» GIVEN DATA:
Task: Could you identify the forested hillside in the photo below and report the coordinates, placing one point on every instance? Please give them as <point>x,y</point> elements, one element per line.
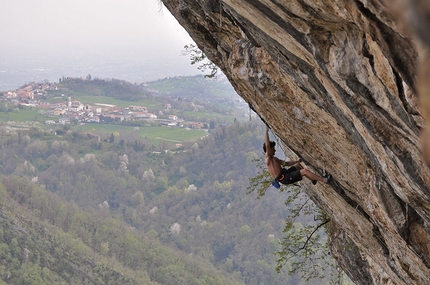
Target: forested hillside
<point>134,216</point>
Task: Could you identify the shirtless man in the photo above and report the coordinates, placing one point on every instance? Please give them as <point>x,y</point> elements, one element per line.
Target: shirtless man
<point>286,176</point>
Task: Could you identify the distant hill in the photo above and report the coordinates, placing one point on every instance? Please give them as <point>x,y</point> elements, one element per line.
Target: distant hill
<point>195,87</point>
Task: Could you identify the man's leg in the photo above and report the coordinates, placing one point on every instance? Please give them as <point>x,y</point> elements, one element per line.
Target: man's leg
<point>309,175</point>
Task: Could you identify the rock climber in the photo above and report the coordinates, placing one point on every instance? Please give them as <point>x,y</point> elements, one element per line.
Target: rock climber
<point>286,176</point>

» PROBLEM TO SOLVE:
Render the part of the data above that opens with the line containing "Task: Could you identify the distant" and closes with the line containing "<point>309,175</point>", both included, as a JSON list of strings with one string per line and blank lines omitted.

» PROBLEM SOLUTION:
[
  "Task: Could you identify the distant hill in the photo above and report the coordinates, placing one point on every instance? Please give them as <point>x,y</point> elements, one element per line.",
  "Target: distant hill",
  "<point>195,87</point>",
  "Task: Could you identify the man's leg in the photo above and report the coordinates, placing one point on every instance? Please give them as <point>x,y</point> elements, one element per line.",
  "Target: man's leg",
  "<point>309,175</point>"
]